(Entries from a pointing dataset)
--------------------
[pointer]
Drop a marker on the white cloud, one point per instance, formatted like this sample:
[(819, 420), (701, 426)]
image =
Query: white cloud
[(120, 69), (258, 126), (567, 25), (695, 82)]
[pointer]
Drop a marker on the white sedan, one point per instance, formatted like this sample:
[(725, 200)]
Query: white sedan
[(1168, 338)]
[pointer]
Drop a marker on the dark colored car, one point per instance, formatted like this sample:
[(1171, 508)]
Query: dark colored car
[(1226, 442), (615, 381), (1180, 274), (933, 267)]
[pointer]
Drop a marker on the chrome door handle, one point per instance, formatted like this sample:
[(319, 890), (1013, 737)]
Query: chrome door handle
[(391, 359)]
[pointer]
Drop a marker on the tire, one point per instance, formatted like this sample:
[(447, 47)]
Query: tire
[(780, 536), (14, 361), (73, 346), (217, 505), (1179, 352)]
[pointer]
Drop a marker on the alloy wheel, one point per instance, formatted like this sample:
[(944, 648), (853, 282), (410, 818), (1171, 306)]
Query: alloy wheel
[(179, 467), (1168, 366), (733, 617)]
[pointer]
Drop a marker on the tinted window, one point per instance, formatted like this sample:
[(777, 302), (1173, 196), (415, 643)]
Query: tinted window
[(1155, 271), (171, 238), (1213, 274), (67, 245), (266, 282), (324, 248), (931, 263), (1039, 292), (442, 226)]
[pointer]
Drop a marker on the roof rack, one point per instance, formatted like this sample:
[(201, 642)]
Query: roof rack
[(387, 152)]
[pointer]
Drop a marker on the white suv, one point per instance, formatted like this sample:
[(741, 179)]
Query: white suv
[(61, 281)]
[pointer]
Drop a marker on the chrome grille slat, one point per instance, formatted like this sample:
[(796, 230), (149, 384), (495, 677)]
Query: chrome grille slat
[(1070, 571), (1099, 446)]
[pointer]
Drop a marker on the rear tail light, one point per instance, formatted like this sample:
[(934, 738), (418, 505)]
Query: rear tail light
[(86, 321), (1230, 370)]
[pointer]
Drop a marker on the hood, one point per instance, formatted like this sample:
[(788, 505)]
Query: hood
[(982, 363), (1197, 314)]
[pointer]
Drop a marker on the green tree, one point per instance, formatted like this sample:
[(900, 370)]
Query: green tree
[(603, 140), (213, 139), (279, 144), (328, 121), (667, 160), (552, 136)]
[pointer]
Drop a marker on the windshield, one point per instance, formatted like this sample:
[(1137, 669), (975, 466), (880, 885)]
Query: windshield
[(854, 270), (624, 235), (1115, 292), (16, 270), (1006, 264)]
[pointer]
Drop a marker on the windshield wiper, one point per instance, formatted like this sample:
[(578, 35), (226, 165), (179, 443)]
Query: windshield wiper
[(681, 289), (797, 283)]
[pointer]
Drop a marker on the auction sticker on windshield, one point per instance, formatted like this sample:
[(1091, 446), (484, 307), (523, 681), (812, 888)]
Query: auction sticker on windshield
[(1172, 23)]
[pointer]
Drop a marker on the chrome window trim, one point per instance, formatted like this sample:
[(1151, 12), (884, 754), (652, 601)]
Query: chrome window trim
--------------------
Problem: Extract the complete listing above, reproducing each line exactly.

Solution for this task:
[pointer]
Drop a marker on the white cloud, one point per instance, formatted like this sample:
[(819, 420), (701, 426)]
image =
Query: white cloud
[(120, 69), (258, 126), (567, 25), (695, 82)]
[pointer]
Drop a marker on the white sedan, one point per instance, formatted like this sample:
[(725, 200)]
Query: white sedan
[(1168, 338)]
[pointer]
Drop a marker on the dark colored car, one point per instance, formatted like this sample:
[(1171, 508)]
Query: dark colored car
[(1226, 442), (615, 381), (1180, 274), (933, 267)]
[pointer]
Drop a marker on the chrome door handle, one point per instance, formatted like this sample:
[(319, 890), (1013, 737)]
Query: chrome door handle
[(391, 359)]
[pointer]
Drop a marker on the tire, one point per instance, formatted like this sample:
[(447, 47)]
Query: tire
[(780, 536), (14, 361), (73, 346), (217, 505), (1179, 352)]
[pointer]
Drop a marker on the alloy wheel, one point per instance, formatted like this sample:
[(944, 648), (853, 282), (410, 818), (1171, 306)]
Query: alloy wheel
[(179, 467), (1168, 366), (733, 617)]
[pointer]
Drop a marker on the tinted window, one point per instance, formatted like this sample:
[(777, 302), (1173, 196), (415, 643)]
Query: tinted window
[(1155, 271), (171, 238), (1213, 274), (67, 245), (266, 282), (324, 248), (931, 263), (1039, 292), (442, 226)]
[pointer]
Drop a marker on the roof rack, one point per instance, formatted like this sample:
[(201, 642)]
Query: roof rack
[(387, 152)]
[pointer]
Drop a marker on the white suv, one point per instance, formatted like this sample:
[(741, 179)]
Query: white suv
[(61, 281)]
[pointer]
Drop a marker on the chrome grille slat, one point per instance, formatted like this sample:
[(796, 230), (149, 384), (495, 677)]
Query: chrome grille slat
[(1070, 571), (1099, 446)]
[pointer]
Drop a marker on the rear tail light, one point per instance, formatted like this sample:
[(934, 738), (418, 505)]
Query: rear tail light
[(86, 321), (1230, 370)]
[pointer]
Drop a marker on the hood, one point per instance, formatted like this sample:
[(788, 505)]
Query: hood
[(982, 363), (1197, 314)]
[pointer]
Drop a marker on the green tree, one point per instance, formatted like this sample:
[(900, 370)]
Query: green tree
[(603, 140), (213, 139), (279, 144), (328, 121), (667, 160), (552, 136)]
[pointer]
Drop a marker on the windshield, one point per instance, formatted like this sample:
[(1137, 669), (975, 466), (880, 885)]
Query: windshield
[(854, 270), (624, 235), (1115, 292), (16, 270), (1006, 264)]
[pointer]
Drop a marker on the windshield wiper, one point per instance, formatted like this sample:
[(578, 35), (226, 165), (179, 443)]
Query: windshield wiper
[(681, 289), (797, 283)]
[pointer]
Drop a marker on the auction sticker on windshield, one point per instance, formatted like this sample:
[(1091, 446), (484, 307), (523, 681), (812, 888)]
Query: auction sticker on windshield
[(1172, 23)]
[pointer]
Drop a marker on the chrome window trim, one point per instance, formatted like this sample:
[(1151, 12), (884, 754), (652, 601)]
Query: chrome window trim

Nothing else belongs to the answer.